* REQUIRED WORK
In your copy, leave out the pictures and repeat every record exactly.

(Image-grounded pointing data)
***
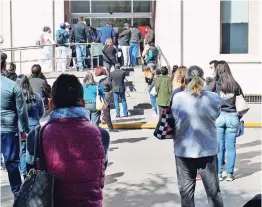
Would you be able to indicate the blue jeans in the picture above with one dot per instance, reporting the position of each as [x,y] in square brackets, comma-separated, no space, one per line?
[187,169]
[116,102]
[81,55]
[227,125]
[23,154]
[133,52]
[152,100]
[10,147]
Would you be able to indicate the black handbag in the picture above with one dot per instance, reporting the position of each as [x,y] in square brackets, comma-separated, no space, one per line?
[38,188]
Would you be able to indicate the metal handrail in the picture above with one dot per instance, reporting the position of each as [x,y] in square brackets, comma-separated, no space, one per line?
[54,58]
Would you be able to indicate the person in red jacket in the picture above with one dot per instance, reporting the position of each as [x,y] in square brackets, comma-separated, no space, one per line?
[74,149]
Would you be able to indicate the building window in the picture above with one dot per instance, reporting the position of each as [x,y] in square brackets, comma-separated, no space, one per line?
[117,23]
[80,6]
[142,21]
[142,6]
[75,20]
[234,19]
[116,6]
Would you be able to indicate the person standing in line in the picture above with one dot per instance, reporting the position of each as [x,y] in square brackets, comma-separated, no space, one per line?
[82,147]
[195,139]
[62,38]
[70,47]
[14,122]
[149,77]
[179,80]
[1,39]
[11,71]
[179,84]
[210,80]
[123,42]
[48,42]
[227,123]
[102,79]
[149,38]
[35,110]
[135,38]
[164,90]
[81,35]
[152,56]
[91,91]
[175,67]
[117,79]
[109,55]
[39,84]
[107,32]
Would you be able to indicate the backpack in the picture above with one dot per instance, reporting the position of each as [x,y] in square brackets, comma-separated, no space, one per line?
[60,39]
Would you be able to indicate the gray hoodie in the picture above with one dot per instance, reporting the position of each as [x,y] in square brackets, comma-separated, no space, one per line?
[136,35]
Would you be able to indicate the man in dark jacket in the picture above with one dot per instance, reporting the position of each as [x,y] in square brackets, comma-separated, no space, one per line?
[123,42]
[14,122]
[117,79]
[81,35]
[39,84]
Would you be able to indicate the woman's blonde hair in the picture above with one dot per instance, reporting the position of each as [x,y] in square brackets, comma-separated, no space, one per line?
[148,73]
[179,80]
[109,41]
[196,85]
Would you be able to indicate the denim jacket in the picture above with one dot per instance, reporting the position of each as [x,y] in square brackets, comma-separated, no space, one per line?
[36,112]
[90,93]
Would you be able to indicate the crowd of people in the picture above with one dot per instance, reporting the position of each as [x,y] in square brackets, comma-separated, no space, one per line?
[206,120]
[73,46]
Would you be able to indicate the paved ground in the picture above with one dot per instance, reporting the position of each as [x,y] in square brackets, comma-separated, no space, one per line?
[137,95]
[142,173]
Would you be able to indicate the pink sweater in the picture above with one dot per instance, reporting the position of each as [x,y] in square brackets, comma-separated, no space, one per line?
[74,153]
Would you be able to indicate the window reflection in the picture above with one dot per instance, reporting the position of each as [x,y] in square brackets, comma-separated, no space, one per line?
[111,6]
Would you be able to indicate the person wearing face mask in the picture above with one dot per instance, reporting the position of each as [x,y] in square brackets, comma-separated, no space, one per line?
[47,41]
[209,80]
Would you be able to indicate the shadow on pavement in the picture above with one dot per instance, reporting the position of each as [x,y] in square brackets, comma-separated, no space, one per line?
[245,166]
[109,179]
[127,120]
[129,140]
[158,191]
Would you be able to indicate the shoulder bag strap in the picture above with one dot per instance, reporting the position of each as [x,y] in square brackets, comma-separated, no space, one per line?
[38,151]
[36,154]
[97,92]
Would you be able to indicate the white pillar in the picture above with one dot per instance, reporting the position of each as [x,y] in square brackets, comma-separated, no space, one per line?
[167,30]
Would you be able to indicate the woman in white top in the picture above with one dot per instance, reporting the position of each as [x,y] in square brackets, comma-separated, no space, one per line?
[46,39]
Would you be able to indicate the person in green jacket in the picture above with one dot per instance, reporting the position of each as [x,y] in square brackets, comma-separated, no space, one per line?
[163,89]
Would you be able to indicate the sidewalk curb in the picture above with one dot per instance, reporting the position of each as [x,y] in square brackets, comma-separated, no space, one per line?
[153,126]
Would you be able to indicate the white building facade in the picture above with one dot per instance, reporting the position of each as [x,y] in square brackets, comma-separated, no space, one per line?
[195,37]
[189,32]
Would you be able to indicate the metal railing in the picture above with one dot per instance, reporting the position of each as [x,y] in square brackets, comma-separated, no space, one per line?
[22,56]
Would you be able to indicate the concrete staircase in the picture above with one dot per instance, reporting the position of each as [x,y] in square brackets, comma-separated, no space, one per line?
[140,109]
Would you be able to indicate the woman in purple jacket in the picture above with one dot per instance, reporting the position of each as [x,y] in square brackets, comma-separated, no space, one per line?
[74,149]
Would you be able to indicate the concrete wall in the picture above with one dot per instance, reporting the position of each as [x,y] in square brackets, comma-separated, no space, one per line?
[201,39]
[28,18]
***
* WORKED SOLUTION
Would you be able to indicate the blue jeans in the picture above with one dot per instance, reporting the position of each as [x,y] in square brackets, comma-separated, no space, one per line?
[187,169]
[116,102]
[81,55]
[227,125]
[23,154]
[133,52]
[152,100]
[10,147]
Would you be able to indicate the black handbag in the picture above with one dot per instance, reporting the position of each as [x,y] in square brackets, comma-separated, no space, one per line?
[38,188]
Would you be able to indicate the metal handrail in the picture above with one dot per instance, reporting the position of each as [x,y] in square brackets, comma-separated, no space, one per line?
[54,58]
Would you be able to indicate the person in red jacket in the picture above with one dot per instance, reporting the position of each as [x,y] in square brackets, comma-separated, no space, one per line?
[74,149]
Would you be able to indicate the building window in the picture above with one dot per instance, reporting the position of each as [x,y] in square brackets, comma-separated, no space, one per line?
[117,23]
[80,6]
[142,21]
[142,6]
[75,20]
[234,19]
[116,6]
Would you be able to indicate the person standing in line in the picture above with one dot per instance, reporting the position of each as [x,y] in square brackets, comma-separated, no space, one per line?
[82,147]
[195,139]
[62,38]
[70,47]
[14,122]
[149,77]
[179,80]
[1,39]
[11,71]
[179,84]
[210,80]
[123,42]
[48,42]
[227,123]
[102,79]
[149,38]
[35,110]
[135,38]
[164,90]
[81,35]
[152,56]
[91,91]
[175,67]
[117,79]
[109,55]
[39,84]
[107,32]
Would you be able to indicate the backpack in the picture above with one dot per instance, reporting the position of each as [x,y] in square brackets, comma-separated, no space, one per line?
[60,39]
Would you be able to indicate the gray hoodie in the picture above with one dot per instance, reporting the position of each as [x,y] in square brackets, comma-separated, no space, one per line?
[136,35]
Would you be able to indicate the man in dark jacket in the picture above with one dot per instance, reporting the position of each as [x,y] in square brackets, comma-separated, no space, one per line?
[123,42]
[14,122]
[117,79]
[81,35]
[39,84]
Would you be able to indicate the woman's blonde hair in the picture above with one dot per instance, reporting the position of each as [x,y] in square brackets, comma-separated, no space, one per line?
[148,73]
[179,80]
[109,41]
[196,85]
Would you be able to indicate the denim jacket in the picture above with one dot per instance, reporting the position of each as [x,y] in square brackets, comma-separated, no space, one per line?
[36,112]
[90,93]
Would you be able to indicate the crowd of people in the picture above with one dot per instance, reporting the position of each as [x,y] in square brackets, comma-separated, no space, one per line?
[206,120]
[73,46]
Would you be able to indicate the paved ground in the picture above with one dot per instance, reporting the position of each as [x,y] in square brackets, comma-separated, no space, one per line?
[137,95]
[142,173]
Would you be able to indicate the pink sweater in the picture above with one dot per instance, reporting the position of each as [x,y] in square brackets, comma-separated, no space, one per line?
[74,153]
Would you be able to indicate the window reflection in the picture above with one dot per instance, reporting the position of each as [x,y] in square brackets, comma-separated, no space, one per line?
[111,6]
Would you be able to indicate the person wearing face mask in the picture above with one dot per instance, reporting the position of each as [x,y] in square brackets, comma-separated, no space, one per line?
[47,41]
[209,80]
Would you be able to indicate the shadow on pavement in the picture above with one dot per instance, reporting the position of each as [x,y] in square brackets, comma-separated, no space, one per line?
[245,166]
[109,179]
[127,120]
[129,140]
[158,191]
Would you be able to indicate the shoulder bag strap in the picture above with one dot per instance, reporting the position of each as [x,y] in square brackets, comma-separated, no space, one per line?
[38,151]
[36,154]
[97,92]
Would you be able to indicate the white pillar in the picture above with one dot per instance, reporting the position of each as [x,y] in square brackets, comma-separated, no space, one per line?
[167,30]
Would you be able to indicate the woman in white top in the picture above with one dot per instance, reporting the position of each as [x,y] in square brackets, comma-separated, no space, one per line?
[46,39]
Would you be able to indicate the person in green jacket in the picture above with one dot per instance, reporting the position of each as [x,y] in square brackets, comma-separated, no space, one per line?
[163,89]
Would you be able to indicate the sidewalk curb in the picture above with one dot per instance, reporting the position of each as [x,y] in square brackets, comma-separated, no space, one per line?
[153,126]
Would you be able to indicate the white building facade in the picture above with one dot per instance, reporting the position of each as [x,y] in square brackets, comma-separated, no space, one per line?
[195,37]
[189,32]
Would you be able to indicate the metal railing in the picture above with one dot per instance, reporting the position of each as [x,y] in square brackets, comma-separated, no space, one per line?
[22,56]
Would you be able to indicate the concrete staircase in the picture above with one dot per instance, reporting the position of each as [x,y] in square brackets, comma-separated, no space, one per line?
[140,109]
Would you be able to indicate the woman in purple jacket in the picture above with one dot per instance, reporting the position of each as [x,y] in square brackets, comma-separated, no space, one per line?
[74,149]
Would you be able to indicate the concrete wall in the picture above with one dot per instance, reporting the position of each as [x,y] in square brackets, comma-separated, no space, one per line?
[201,39]
[28,18]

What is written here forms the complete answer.